### What you have to do
Exclude every picture and return the remaining entries below verbatim.

### Data records
==============================
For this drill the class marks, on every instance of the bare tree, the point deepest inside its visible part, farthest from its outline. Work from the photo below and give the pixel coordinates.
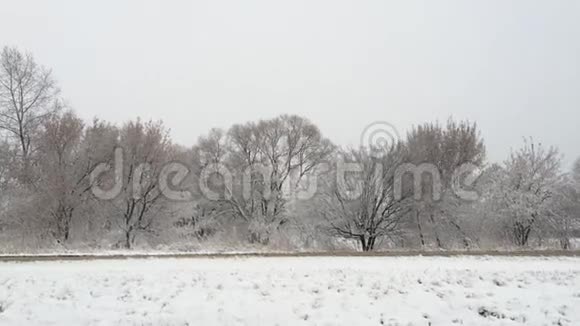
(69, 152)
(263, 158)
(28, 96)
(525, 189)
(363, 205)
(146, 148)
(446, 148)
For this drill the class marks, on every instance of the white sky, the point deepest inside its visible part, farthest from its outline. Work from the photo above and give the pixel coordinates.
(512, 66)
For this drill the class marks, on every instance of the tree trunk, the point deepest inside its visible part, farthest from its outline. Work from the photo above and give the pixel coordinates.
(128, 239)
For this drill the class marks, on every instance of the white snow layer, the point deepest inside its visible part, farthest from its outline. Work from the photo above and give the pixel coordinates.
(293, 291)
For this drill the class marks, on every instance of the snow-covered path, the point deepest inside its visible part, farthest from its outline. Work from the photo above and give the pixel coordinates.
(293, 291)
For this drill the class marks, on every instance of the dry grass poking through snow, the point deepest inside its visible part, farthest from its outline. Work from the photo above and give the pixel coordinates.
(293, 291)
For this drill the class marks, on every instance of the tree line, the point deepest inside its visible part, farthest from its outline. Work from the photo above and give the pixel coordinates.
(274, 184)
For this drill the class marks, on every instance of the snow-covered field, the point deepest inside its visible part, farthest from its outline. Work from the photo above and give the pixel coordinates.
(293, 291)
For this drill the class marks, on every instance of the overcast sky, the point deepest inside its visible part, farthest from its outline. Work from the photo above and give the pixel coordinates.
(512, 66)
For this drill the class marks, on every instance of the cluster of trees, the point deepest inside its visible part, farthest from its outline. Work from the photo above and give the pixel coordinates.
(279, 183)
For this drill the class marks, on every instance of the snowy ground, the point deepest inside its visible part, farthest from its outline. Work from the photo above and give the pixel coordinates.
(293, 291)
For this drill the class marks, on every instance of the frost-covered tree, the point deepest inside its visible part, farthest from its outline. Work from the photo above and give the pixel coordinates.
(363, 204)
(68, 152)
(146, 149)
(262, 160)
(447, 148)
(28, 96)
(526, 188)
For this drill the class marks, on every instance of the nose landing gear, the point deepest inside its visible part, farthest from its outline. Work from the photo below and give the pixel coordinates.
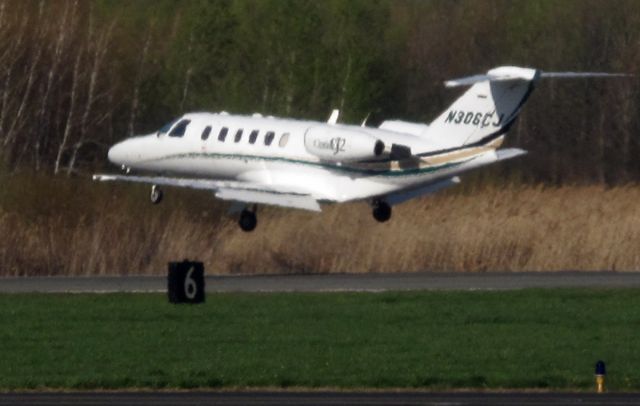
==============================
### Response area
For this drill the class marks, on every instance of the bare tree, the point deepest inside its visible part, farthest from its outline. Work from the photo below and give the pixel coordinates.
(69, 152)
(263, 158)
(28, 96)
(525, 189)
(363, 205)
(146, 148)
(446, 148)
For this drill the class marks, on every instance of the white sky, the point deepest inside its visible part, farthest from its outline. Work from the photo above and give the pixel coordinates.
(512, 66)
For this drill the class marks, on every instance of the tree trunk, the point deepest inside its visible part, farthest from its outline. Work from the photo above and give the pixel coordinates.
(128, 239)
For this drill the class marks, on every instance of the white snow layer, the point deepest inside its visible part, farthest from its outline. Work from the photo above and give the pixel coordinates.
(293, 291)
For this drill the class marks, on every instance of the snow-covered path, the point deepest inside its visible part, farthest from its outline. Work from the photo above and give the pixel coordinates.
(293, 291)
For this drill the class marks, on every instance of the dry grass poking through snow, the point deepest inside its visible part, farthest from its outline. Work from the photo above and give the pixel coordinates.
(293, 291)
For this drill the class marks, on every instance of the tree line, the point deepest inside its visible part, farthest from its outline. Work from the photo above and give the pixel coordinates.
(274, 184)
For this drill the class marks, on every instance of the snow-covered field, the point deepest inside its visible part, farthest from its outline. Work from the photo above and give the pixel coordinates.
(293, 291)
For this drill the class marks, on every instance of the overcast sky, the point deepest inside its visible part, farthest from its outline. Work from the photo above and give the pixel coordinates.
(512, 66)
For this drill the class marks, on every instance of the cluster of trees, the point deepest inside its visible part, farthest from its outline. Work from the photo above and give the pixel coordinates.
(279, 183)
For this drill the class marks, on every instance of the snowy ground, the point deepest inside its visible part, farthest from its outline. Work from the photo above and give the pixel coordinates.
(293, 291)
For this drill the class marks, on every instance of the frost-covered tree, the point deepest inside its visible part, farthest from its outline. Work from the photo above and give the pixel coordinates.
(363, 204)
(68, 152)
(146, 149)
(262, 160)
(447, 148)
(28, 96)
(526, 188)
For this drill the class marks, on every instance of the nose landing gear, the point deepest inside its visible part, farthest from its outline. Work from the photo below and give the pixel coordinates.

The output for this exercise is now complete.